— START OF DATA SUPPLIED —

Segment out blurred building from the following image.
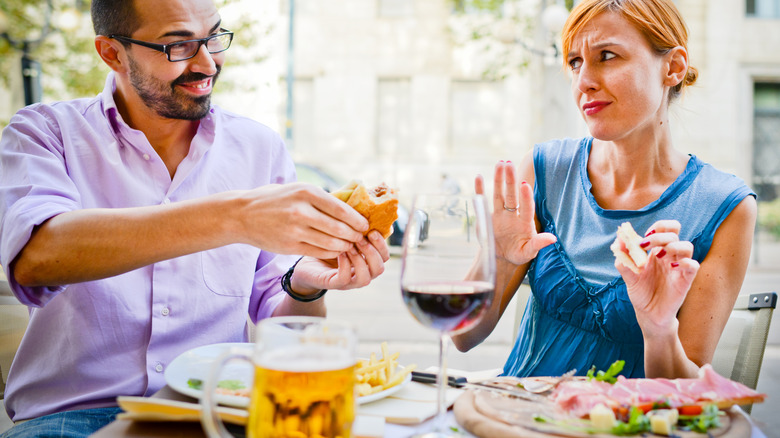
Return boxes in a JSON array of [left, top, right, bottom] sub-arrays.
[[221, 0, 780, 207]]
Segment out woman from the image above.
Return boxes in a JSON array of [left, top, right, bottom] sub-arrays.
[[454, 0, 756, 378]]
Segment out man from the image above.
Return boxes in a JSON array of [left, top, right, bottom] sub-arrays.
[[0, 0, 389, 436]]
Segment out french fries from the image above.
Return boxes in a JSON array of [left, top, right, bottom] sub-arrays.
[[355, 342, 417, 397]]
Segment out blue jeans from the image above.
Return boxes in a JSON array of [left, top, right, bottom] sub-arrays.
[[0, 407, 122, 438]]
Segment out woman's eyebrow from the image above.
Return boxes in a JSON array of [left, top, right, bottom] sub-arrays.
[[567, 41, 622, 58]]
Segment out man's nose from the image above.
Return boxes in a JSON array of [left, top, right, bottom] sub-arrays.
[[192, 44, 222, 76]]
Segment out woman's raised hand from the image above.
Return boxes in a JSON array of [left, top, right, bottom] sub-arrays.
[[615, 220, 699, 336], [474, 161, 556, 265]]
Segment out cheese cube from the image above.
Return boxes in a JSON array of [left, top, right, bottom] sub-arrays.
[[589, 404, 617, 430], [647, 409, 678, 436]]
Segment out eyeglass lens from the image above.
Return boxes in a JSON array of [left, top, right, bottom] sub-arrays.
[[169, 34, 232, 61]]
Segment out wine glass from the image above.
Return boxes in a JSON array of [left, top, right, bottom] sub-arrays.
[[401, 194, 496, 438]]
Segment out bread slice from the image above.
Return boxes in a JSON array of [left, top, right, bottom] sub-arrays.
[[332, 180, 398, 238], [609, 222, 648, 274]]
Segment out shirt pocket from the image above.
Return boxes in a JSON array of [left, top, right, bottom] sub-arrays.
[[201, 244, 260, 297]]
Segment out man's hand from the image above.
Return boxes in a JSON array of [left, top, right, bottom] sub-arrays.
[[290, 230, 390, 295]]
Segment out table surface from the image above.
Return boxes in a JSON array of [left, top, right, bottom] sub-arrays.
[[92, 386, 766, 438], [91, 386, 473, 438]]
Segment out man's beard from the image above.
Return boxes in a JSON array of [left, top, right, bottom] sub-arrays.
[[129, 58, 222, 120]]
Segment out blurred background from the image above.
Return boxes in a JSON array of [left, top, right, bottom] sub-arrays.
[[0, 0, 780, 436]]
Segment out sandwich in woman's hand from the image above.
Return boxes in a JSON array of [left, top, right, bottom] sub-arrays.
[[332, 180, 398, 238], [609, 222, 647, 274]]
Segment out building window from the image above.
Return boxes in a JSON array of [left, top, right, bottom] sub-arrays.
[[376, 79, 414, 158], [753, 83, 780, 201], [450, 81, 504, 156], [745, 0, 780, 18], [278, 77, 317, 154]]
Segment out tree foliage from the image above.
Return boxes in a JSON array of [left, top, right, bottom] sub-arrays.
[[0, 0, 270, 106]]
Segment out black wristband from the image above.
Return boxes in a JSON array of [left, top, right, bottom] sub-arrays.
[[282, 257, 328, 303]]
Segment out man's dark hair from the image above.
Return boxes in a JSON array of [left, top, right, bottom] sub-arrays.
[[92, 0, 140, 36]]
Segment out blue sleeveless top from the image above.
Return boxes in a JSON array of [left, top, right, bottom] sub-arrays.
[[503, 137, 755, 377]]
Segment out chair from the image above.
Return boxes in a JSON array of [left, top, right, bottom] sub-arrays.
[[0, 273, 29, 400], [712, 292, 777, 414]]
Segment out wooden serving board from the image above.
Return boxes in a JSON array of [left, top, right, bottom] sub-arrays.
[[453, 390, 751, 438]]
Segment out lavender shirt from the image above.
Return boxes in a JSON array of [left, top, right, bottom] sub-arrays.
[[0, 74, 295, 421]]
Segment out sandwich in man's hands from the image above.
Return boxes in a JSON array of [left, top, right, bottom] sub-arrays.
[[332, 180, 398, 238], [609, 222, 647, 274]]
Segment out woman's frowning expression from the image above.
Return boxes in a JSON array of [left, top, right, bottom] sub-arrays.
[[567, 12, 669, 141]]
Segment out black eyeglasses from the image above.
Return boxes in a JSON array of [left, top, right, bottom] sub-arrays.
[[108, 29, 233, 62]]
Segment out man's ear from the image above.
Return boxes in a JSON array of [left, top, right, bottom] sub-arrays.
[[664, 46, 688, 87], [95, 35, 126, 72]]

— END OF DATA SUPPLIED —

> **WHAT NEEDS TO BE DONE**: Copy out, line for line without any change, the lines of the listing from the one containing "Segment out man from the image above." through the one containing "[[355, 342, 417, 397]]", including both of those lines.

> **FINISHED TASK**:
Segment out man from the image above.
Return boxes in a JSON array of [left, top, right, bottom] sub-arrays.
[[0, 0, 389, 436]]
Segment out french fries from the image above.
Return boxes in a JSON array of [left, top, right, bottom] sub-arrays.
[[355, 342, 417, 397]]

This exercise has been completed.